### Task description
Write out the passage from the account of Paul J Lombroso's career word for word, starting at "An unusual career" and ending at "in Greenwich Village.".

### Text provided
BEGIN

Paul J Lombroso, M.D.


An unusual career trajectory brought me to my current work in translational neuroscience. I graduated from Harvard College and received an M.D. at Albert Einstein College of Medicine. I completed a residency in adult psychiatry at Jacobi Hospital and a fellowship in Child Psychiatry at Harvard, and began an active clinical practice at Cambridge Hospital and a private practice in Brookline. In 1983, I met the woman I would later marry, Janice Naegele, who was completing her Ph.D. in Neuroscience at MIT. She was subsequently offered a postdoctoral position with Torsten Wiesel at Rockefeller University, and we moved back to NYC where I became director of the outpatient unit at St. Vincent’s Hospital in Greenwich Village.

While in New York, I decided that molecular biology was a critical, but neglected area in child and adult psychiatry. This was in the early 1980s when several genes for neuropsychiatric disorders were being mapped onto specific chromosomes (e.g., Huntington’s chorea). I was excited by the idea that we could map genes and find mutations within those genes that cause specific disorders, and decided to become a molecular biologist. This discipline holds the great promise of uncovering the underlying molecular basis for neuropsychiatric disorders. Molecular biology advances our understanding for these disorders and suggests novel therapeutic interventions.

END

### Information provided
BEGIN

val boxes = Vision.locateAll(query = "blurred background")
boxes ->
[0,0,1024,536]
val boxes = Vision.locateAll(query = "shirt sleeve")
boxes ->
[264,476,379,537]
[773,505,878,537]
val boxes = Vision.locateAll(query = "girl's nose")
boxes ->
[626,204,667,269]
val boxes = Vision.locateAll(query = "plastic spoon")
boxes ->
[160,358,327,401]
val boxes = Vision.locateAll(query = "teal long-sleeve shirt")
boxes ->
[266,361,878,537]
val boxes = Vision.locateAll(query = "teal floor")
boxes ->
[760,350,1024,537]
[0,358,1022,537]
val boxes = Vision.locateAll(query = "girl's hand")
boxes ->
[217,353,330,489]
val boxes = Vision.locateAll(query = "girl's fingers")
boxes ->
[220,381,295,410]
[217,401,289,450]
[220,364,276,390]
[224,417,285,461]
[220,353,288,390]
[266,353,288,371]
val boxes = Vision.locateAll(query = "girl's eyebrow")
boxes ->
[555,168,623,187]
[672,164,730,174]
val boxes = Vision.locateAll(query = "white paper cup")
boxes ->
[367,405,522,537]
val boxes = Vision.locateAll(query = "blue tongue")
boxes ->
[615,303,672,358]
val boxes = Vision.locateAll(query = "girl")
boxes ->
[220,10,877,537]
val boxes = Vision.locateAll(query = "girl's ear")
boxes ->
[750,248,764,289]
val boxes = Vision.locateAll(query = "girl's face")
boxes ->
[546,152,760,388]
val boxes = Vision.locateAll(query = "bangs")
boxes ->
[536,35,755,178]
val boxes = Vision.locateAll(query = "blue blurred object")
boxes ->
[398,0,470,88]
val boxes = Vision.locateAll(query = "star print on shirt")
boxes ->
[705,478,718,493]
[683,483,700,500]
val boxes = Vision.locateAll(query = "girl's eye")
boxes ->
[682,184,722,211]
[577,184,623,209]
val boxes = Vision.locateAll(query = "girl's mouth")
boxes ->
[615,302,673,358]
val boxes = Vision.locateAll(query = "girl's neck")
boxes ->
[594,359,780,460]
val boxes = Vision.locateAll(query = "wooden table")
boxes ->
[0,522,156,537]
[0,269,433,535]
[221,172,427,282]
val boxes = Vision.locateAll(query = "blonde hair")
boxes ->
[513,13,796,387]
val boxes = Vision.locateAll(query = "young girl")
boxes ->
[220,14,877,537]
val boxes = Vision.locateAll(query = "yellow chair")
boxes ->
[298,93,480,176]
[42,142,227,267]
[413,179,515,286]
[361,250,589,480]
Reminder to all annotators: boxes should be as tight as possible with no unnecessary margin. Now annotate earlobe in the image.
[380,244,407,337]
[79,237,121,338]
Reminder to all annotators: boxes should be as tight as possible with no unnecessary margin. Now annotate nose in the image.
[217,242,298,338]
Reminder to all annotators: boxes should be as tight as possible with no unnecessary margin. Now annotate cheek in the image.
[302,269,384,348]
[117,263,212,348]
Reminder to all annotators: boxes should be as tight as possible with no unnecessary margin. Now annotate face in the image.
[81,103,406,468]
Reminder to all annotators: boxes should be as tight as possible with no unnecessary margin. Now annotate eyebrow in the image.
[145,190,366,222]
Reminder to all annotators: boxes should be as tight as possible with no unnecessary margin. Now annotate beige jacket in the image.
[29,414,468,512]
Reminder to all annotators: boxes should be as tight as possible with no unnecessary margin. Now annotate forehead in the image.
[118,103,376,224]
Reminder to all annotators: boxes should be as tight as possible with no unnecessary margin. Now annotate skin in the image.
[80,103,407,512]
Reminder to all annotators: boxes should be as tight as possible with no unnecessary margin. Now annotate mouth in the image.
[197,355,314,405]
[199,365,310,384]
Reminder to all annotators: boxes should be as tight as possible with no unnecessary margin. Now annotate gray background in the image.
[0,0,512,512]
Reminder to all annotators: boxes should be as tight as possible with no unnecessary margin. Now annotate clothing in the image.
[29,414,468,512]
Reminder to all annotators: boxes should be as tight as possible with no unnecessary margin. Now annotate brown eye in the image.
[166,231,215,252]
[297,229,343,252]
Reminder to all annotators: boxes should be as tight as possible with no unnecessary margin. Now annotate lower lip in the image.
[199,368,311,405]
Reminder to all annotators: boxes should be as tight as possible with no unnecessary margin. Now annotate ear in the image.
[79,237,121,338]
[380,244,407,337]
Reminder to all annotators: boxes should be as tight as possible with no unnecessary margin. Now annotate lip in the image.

END

### Exercise output
An unusual career trajectory brought me to my current work in translational neuroscience. I graduated from Harvard College and received an M.D. at Albert Einstein College of Medicine. I completed a residency in adult psychiatry at Jacobi Hospital and a fellowship in Child Psychiatry at Harvard, and began an active clinical practice at Cambridge Hospital and a private practice in Brookline. In 1983, I met the woman I would later marry, Janice Naegele, who was completing her Ph.D. in Neuroscience at MIT. She was subsequently offered a postdoctoral position with Torsten Wiesel at Rockefeller University, and we moved back to NYC where I became director of the outpatient unit at St. Vincent’s Hospital in Greenwich Village.